◆ AIM OF THE TASK ◆
Rewrite the entries in the stretch from "Q: In the image above, where is the floor" through the end of the entries, changing "bounding box" to "enclosing box" and keeping everything else the same. Leave out the pictures.

◆ ROWS ◆

"""

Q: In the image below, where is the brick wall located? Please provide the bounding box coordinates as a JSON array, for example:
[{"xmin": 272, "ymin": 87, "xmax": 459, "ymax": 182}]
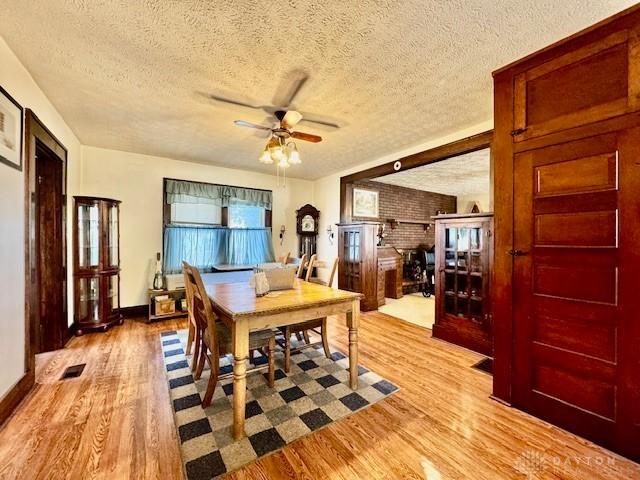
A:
[{"xmin": 354, "ymin": 181, "xmax": 456, "ymax": 249}]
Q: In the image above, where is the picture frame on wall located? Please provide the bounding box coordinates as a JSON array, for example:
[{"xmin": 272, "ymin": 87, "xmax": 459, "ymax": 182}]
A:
[
  {"xmin": 353, "ymin": 188, "xmax": 378, "ymax": 218},
  {"xmin": 0, "ymin": 87, "xmax": 24, "ymax": 171}
]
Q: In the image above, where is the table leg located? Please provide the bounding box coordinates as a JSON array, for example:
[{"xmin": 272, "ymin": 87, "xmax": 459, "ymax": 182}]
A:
[
  {"xmin": 233, "ymin": 320, "xmax": 249, "ymax": 440},
  {"xmin": 347, "ymin": 299, "xmax": 360, "ymax": 390}
]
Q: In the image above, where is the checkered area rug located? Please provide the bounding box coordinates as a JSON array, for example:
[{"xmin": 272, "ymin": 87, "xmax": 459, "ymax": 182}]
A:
[{"xmin": 160, "ymin": 330, "xmax": 398, "ymax": 480}]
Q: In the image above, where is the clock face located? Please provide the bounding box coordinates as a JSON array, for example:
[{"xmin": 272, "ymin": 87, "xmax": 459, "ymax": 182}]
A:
[{"xmin": 302, "ymin": 215, "xmax": 316, "ymax": 232}]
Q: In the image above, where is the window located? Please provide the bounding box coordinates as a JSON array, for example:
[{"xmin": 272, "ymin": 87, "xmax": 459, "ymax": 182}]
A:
[
  {"xmin": 228, "ymin": 205, "xmax": 265, "ymax": 228},
  {"xmin": 163, "ymin": 179, "xmax": 275, "ymax": 273},
  {"xmin": 171, "ymin": 203, "xmax": 222, "ymax": 225}
]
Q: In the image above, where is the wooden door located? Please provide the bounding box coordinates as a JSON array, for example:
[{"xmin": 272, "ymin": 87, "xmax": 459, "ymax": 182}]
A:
[
  {"xmin": 512, "ymin": 27, "xmax": 640, "ymax": 142},
  {"xmin": 511, "ymin": 129, "xmax": 640, "ymax": 458},
  {"xmin": 432, "ymin": 217, "xmax": 493, "ymax": 357},
  {"xmin": 35, "ymin": 142, "xmax": 67, "ymax": 353}
]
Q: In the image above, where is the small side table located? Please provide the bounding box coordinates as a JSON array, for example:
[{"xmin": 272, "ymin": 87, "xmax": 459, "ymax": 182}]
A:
[{"xmin": 147, "ymin": 288, "xmax": 189, "ymax": 323}]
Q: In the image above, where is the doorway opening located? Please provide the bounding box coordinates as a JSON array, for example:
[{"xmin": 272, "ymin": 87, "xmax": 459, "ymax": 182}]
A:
[
  {"xmin": 338, "ymin": 131, "xmax": 493, "ymax": 356},
  {"xmin": 370, "ymin": 148, "xmax": 491, "ymax": 329},
  {"xmin": 34, "ymin": 139, "xmax": 67, "ymax": 353},
  {"xmin": 25, "ymin": 110, "xmax": 70, "ymax": 356}
]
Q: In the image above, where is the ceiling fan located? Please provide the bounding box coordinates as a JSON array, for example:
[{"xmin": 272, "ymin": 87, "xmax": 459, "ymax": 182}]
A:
[
  {"xmin": 205, "ymin": 70, "xmax": 340, "ymax": 182},
  {"xmin": 202, "ymin": 70, "xmax": 341, "ymax": 128},
  {"xmin": 233, "ymin": 110, "xmax": 322, "ymax": 170}
]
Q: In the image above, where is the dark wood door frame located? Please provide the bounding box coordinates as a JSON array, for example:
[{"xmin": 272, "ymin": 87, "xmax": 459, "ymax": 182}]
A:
[
  {"xmin": 340, "ymin": 130, "xmax": 493, "ymax": 223},
  {"xmin": 24, "ymin": 109, "xmax": 70, "ymax": 364}
]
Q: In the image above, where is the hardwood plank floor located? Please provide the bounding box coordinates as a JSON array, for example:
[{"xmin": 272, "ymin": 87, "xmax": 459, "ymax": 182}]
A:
[{"xmin": 0, "ymin": 312, "xmax": 640, "ymax": 480}]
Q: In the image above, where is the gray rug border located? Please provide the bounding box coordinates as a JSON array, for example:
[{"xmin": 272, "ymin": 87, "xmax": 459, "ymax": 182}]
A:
[{"xmin": 158, "ymin": 328, "xmax": 401, "ymax": 480}]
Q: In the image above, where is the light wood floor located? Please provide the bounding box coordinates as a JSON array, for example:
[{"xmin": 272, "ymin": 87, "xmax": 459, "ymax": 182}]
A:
[{"xmin": 0, "ymin": 313, "xmax": 640, "ymax": 480}]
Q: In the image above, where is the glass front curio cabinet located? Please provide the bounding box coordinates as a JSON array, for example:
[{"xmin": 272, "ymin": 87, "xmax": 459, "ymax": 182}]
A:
[{"xmin": 73, "ymin": 197, "xmax": 123, "ymax": 335}]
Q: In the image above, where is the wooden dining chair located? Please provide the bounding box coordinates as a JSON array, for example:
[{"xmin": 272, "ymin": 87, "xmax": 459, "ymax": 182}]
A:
[
  {"xmin": 278, "ymin": 252, "xmax": 291, "ymax": 265},
  {"xmin": 296, "ymin": 253, "xmax": 307, "ymax": 278},
  {"xmin": 280, "ymin": 255, "xmax": 338, "ymax": 373},
  {"xmin": 307, "ymin": 257, "xmax": 338, "ymax": 287},
  {"xmin": 183, "ymin": 262, "xmax": 276, "ymax": 408},
  {"xmin": 182, "ymin": 262, "xmax": 200, "ymax": 371},
  {"xmin": 304, "ymin": 253, "xmax": 317, "ymax": 282}
]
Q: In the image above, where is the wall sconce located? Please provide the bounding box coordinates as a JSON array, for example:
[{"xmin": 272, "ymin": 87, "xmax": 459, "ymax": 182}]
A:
[{"xmin": 327, "ymin": 225, "xmax": 334, "ymax": 245}]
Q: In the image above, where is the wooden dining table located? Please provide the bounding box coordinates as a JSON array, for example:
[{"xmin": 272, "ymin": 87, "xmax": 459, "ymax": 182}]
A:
[{"xmin": 205, "ymin": 279, "xmax": 362, "ymax": 440}]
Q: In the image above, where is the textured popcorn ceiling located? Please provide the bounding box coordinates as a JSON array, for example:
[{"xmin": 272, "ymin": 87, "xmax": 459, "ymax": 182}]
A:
[
  {"xmin": 373, "ymin": 148, "xmax": 490, "ymax": 197},
  {"xmin": 0, "ymin": 0, "xmax": 634, "ymax": 179}
]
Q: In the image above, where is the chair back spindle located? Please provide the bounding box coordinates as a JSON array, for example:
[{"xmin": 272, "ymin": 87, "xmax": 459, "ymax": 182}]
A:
[
  {"xmin": 305, "ymin": 253, "xmax": 318, "ymax": 282},
  {"xmin": 296, "ymin": 253, "xmax": 307, "ymax": 278},
  {"xmin": 183, "ymin": 262, "xmax": 218, "ymax": 352}
]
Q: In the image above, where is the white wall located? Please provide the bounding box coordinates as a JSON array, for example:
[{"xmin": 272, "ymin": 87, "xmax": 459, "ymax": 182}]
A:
[
  {"xmin": 82, "ymin": 146, "xmax": 313, "ymax": 307},
  {"xmin": 0, "ymin": 38, "xmax": 80, "ymax": 397},
  {"xmin": 313, "ymin": 120, "xmax": 493, "ymax": 286},
  {"xmin": 456, "ymin": 192, "xmax": 491, "ymax": 213}
]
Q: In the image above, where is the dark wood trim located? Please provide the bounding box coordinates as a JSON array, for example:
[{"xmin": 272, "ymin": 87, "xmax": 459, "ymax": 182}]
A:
[
  {"xmin": 340, "ymin": 130, "xmax": 493, "ymax": 223},
  {"xmin": 491, "ymin": 75, "xmax": 514, "ymax": 403},
  {"xmin": 0, "ymin": 370, "xmax": 35, "ymax": 425},
  {"xmin": 120, "ymin": 304, "xmax": 149, "ymax": 318},
  {"xmin": 65, "ymin": 321, "xmax": 78, "ymax": 338},
  {"xmin": 340, "ymin": 130, "xmax": 493, "ymax": 183}
]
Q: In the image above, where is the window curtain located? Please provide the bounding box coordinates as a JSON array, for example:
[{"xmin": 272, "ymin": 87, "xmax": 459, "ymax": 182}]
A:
[
  {"xmin": 166, "ymin": 180, "xmax": 273, "ymax": 210},
  {"xmin": 164, "ymin": 225, "xmax": 275, "ymax": 274}
]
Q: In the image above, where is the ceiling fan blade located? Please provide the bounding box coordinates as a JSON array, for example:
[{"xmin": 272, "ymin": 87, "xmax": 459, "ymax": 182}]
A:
[
  {"xmin": 301, "ymin": 113, "xmax": 342, "ymax": 128},
  {"xmin": 291, "ymin": 132, "xmax": 322, "ymax": 143},
  {"xmin": 280, "ymin": 110, "xmax": 302, "ymax": 130},
  {"xmin": 233, "ymin": 120, "xmax": 271, "ymax": 130},
  {"xmin": 206, "ymin": 93, "xmax": 264, "ymax": 110},
  {"xmin": 273, "ymin": 70, "xmax": 309, "ymax": 109}
]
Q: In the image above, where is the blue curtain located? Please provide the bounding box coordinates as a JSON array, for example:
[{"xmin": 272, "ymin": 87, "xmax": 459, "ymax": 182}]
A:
[
  {"xmin": 227, "ymin": 228, "xmax": 275, "ymax": 265},
  {"xmin": 164, "ymin": 225, "xmax": 275, "ymax": 273}
]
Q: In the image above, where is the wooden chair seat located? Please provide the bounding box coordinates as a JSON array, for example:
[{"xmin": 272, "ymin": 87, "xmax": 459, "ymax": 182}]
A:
[{"xmin": 280, "ymin": 255, "xmax": 338, "ymax": 373}]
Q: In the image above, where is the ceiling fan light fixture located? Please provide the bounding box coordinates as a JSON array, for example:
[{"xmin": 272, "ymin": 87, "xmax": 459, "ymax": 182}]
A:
[
  {"xmin": 287, "ymin": 142, "xmax": 302, "ymax": 165},
  {"xmin": 258, "ymin": 148, "xmax": 273, "ymax": 165},
  {"xmin": 278, "ymin": 155, "xmax": 291, "ymax": 168}
]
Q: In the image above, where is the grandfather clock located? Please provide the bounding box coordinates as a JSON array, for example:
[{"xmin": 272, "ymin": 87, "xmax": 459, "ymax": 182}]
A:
[{"xmin": 296, "ymin": 203, "xmax": 320, "ymax": 258}]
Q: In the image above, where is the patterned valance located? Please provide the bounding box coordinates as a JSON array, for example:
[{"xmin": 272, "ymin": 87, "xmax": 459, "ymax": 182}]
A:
[{"xmin": 166, "ymin": 180, "xmax": 273, "ymax": 210}]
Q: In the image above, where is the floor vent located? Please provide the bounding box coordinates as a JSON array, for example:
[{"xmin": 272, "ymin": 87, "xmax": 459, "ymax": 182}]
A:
[
  {"xmin": 60, "ymin": 363, "xmax": 86, "ymax": 380},
  {"xmin": 472, "ymin": 358, "xmax": 493, "ymax": 375}
]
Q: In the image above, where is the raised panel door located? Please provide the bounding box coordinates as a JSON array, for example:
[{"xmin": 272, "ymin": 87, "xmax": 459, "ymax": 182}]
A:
[
  {"xmin": 513, "ymin": 130, "xmax": 640, "ymax": 458},
  {"xmin": 513, "ymin": 30, "xmax": 640, "ymax": 142}
]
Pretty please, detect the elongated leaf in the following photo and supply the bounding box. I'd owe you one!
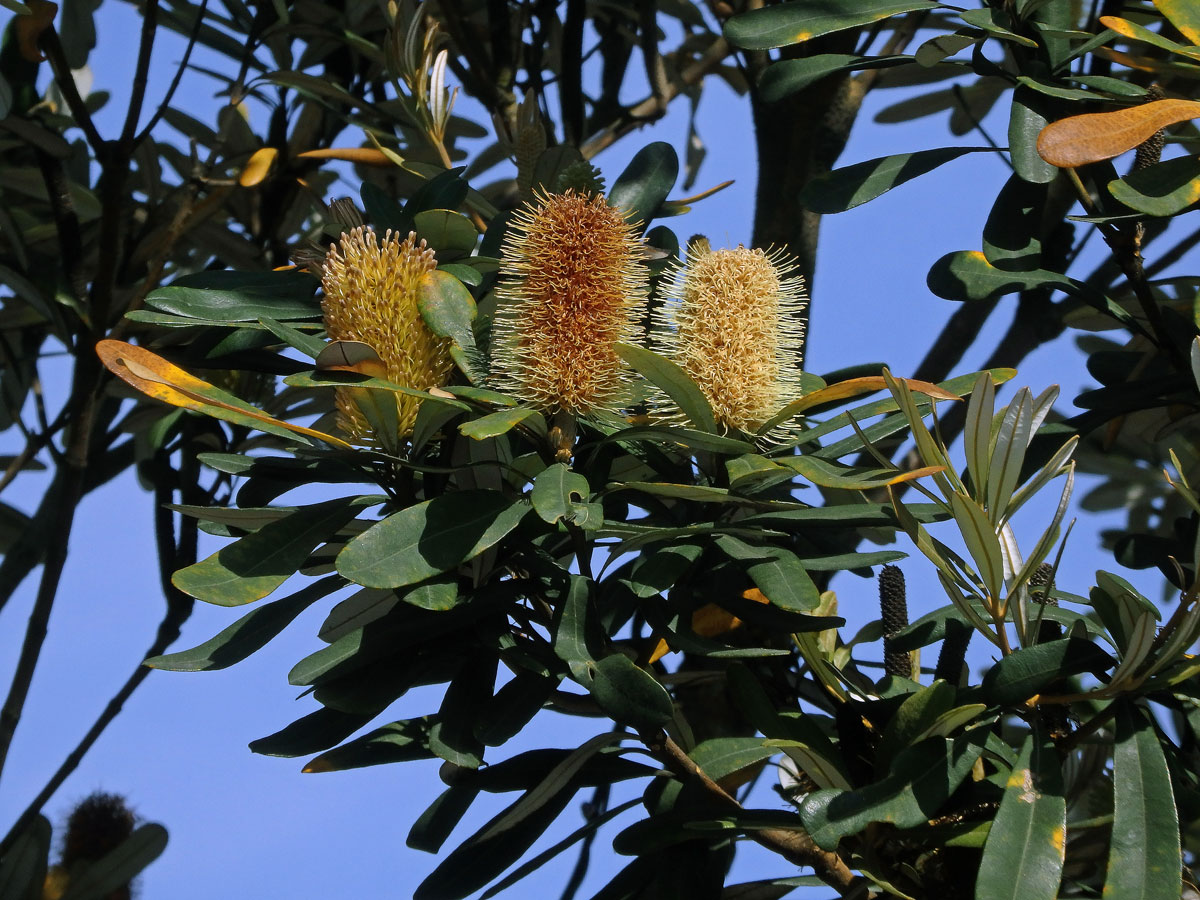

"""

◆ WRITTEN SOLUTION ◆
Q: In the image above, where is the floor vent located? Please provide the enclosing box coordinates as a JSON array, for example:
[{"xmin": 272, "ymin": 87, "xmax": 459, "ymax": 182}]
A:
[
  {"xmin": 60, "ymin": 363, "xmax": 86, "ymax": 380},
  {"xmin": 472, "ymin": 358, "xmax": 493, "ymax": 375}
]
Q: In the image above, where is the raised panel door located? Please provide the enclosing box coordinates as a JSON array, for example:
[{"xmin": 272, "ymin": 87, "xmax": 459, "ymax": 182}]
A:
[
  {"xmin": 513, "ymin": 130, "xmax": 640, "ymax": 458},
  {"xmin": 513, "ymin": 30, "xmax": 640, "ymax": 142}
]
Pretty please, detect the elongated leaf in the following photo and supply the enclosing box. I'd owe you one!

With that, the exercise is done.